■ **TEXTO APRESENTADO**
● ● ● ●
Alex Solnik: Juca, deixa eu voltar um pouco ao tema pessoal. Eu sei que a gente está falando de coisas muito importantes, mas você disse que os atores dificilmente se apaixonam pelas atrizes, né? Só que os espectadores se apaixonam, sim. Eu me apaixonei, por exemplo, por uma atriz, que eu fiquei com muito ciúme de você, porque você trabalhou ao lado dela, que é a Sandra Mara [atriz de telenovelas que foi eleita Miss Brasil em 1973]... que eu a conheci em uma peça infantil [e] daí eu ia toda semana à peça infantil só para ver a Sandra Mara. E depois ela trabalhou com você em Meno male – não é? - e teve um grande papel em Meno male etc. Então eu queria saber se você não chegou a ter um sentimento em relação a ela um pouco além do profissional etc. É uma mulher bonita, talentosa, muito boa atriz, está na Itália hoje - não é? -, ganhou um prêmio, me parece, na Itália, e tal: você chegou a sentir alguma coisa platônica? Eu sei que você é fiel, você é casado etc [Juca ri], mas alguma coisa platônica, assim?

Juca de Oliveira: Não, eu não senti não. A Sandra Mara é uma menina fantástica e uma grande atriz, e quando ela foi para a Europa nós lamentamos profundamente, apesar de nós termos ganho a sua substituta que era a Marcela Rafea, que é uma paixão de menina também. Mas não me apaixonei por ela, não fiquei envolvido emocionalmente por ela, se é isso o que você quer dizer [risos]. E acho que ela é uma pessoa apaixonável, até dou parabéns a você. [Corte na entrevista] E acabou? Você não tem se comunicado com ela?

[Risos]

Alex Solnik: Não. Não, porque ela está na Itália, não é? Porque você, [ao] invés de segurá-la aqui...

Juca de Oliveira: Eu tentei, mas...

[Sobreposição de vozes]

Alex Solnik: ... na peça, você deixou ela escapar para a Itália.

Juca de Oliveira: ... não foi possível.

Aimar Labaki: Eu queria que você falasse de três lados da sua vida que são menos conhecidos: primeiro, [que] falasse da tua militância no Partido Comunista, que eu acho que é uma história pouco conhecida; segundo, que falasse do Juca militante do sindicalismo, presidente do sindicato, inclusive daquele episódio da sua saída do sindicato; e terceiro - que talvez seja o mais interessante - eu estou vendo que você está com um cinto country aí, tem um lado country aí, você mexe com gado, com cachorro, o que é que... ?

Irene Ravache: [Interrompendo] Leite, abelhinhas...

Aimar Labaki: Leite, abelhinha. Eu queria que você falasse um pouco dessas três coisas.
● ● ● ●
■ **ENTRADAS FORNECIDAS**
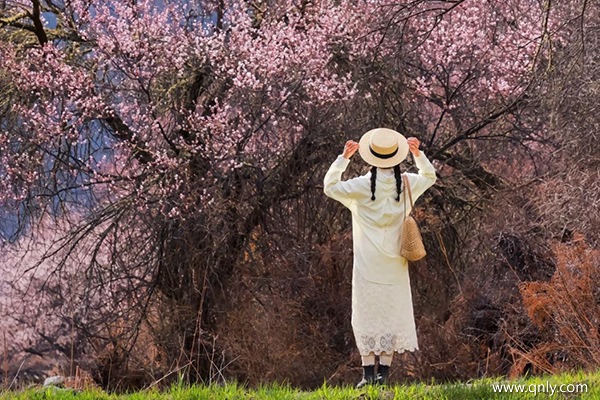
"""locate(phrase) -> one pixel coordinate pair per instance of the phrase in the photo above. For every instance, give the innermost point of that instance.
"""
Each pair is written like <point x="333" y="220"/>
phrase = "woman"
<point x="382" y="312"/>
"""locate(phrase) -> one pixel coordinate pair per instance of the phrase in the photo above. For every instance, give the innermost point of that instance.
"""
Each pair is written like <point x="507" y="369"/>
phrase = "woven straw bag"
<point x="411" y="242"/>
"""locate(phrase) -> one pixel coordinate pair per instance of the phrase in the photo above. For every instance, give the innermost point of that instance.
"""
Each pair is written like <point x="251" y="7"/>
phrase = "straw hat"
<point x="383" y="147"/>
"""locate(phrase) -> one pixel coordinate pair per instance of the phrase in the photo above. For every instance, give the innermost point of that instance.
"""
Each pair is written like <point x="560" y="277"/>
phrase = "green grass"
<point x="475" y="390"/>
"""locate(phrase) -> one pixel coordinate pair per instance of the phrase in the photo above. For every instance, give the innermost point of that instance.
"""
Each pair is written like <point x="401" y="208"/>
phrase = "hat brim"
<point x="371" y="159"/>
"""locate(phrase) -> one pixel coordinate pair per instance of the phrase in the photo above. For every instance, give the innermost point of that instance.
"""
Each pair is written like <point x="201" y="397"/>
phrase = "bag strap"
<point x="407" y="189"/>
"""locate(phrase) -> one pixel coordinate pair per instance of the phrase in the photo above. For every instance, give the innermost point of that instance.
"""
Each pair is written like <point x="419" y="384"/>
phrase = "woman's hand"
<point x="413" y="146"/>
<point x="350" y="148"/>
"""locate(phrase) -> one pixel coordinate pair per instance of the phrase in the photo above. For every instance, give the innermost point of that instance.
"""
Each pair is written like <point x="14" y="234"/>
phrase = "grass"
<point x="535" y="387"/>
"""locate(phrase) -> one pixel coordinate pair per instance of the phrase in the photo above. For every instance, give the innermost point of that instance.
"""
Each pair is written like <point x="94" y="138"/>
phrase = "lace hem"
● ● ● ●
■ **O QUE FAZER**
1) Segundo Juca de Oliveira na transcrição da entrevista, quem substituiu Sandra Mara quando ela foi para a Europa?
2) Transcreva literalmente da transcrição da entrevista o trecho que começa em "Juca de Oliveira: Não, eu" e termina em "de segurá-la aqui...".

■ **RESULTADOS POR TAREFA**
1) Marcela Rafea.

2)
Juca de Oliveira: Não, eu não senti não. A Sandra Mara é uma menina fantástica e uma grande atriz, e quando ela foi para a Europa nós lamentamos profundamente, apesar de nós termos ganho a sua substituta que era a Marcela Rafea, que é uma paixão de menina também. Mas não me apaixonei por ela, não fiquei envolvido emocionalmente por ela, se é isso o que você quer dizer [risos]. E acho que ela é uma pessoa apaixonável, até dou parabéns a você. [Corte na entrevista] E acabou? Você não tem se comunicado com ela?

[Risos]

Alex Solnik: Não. Não, porque ela está na Itália, não é? Porque você, [ao] invés de segurá-la aqui...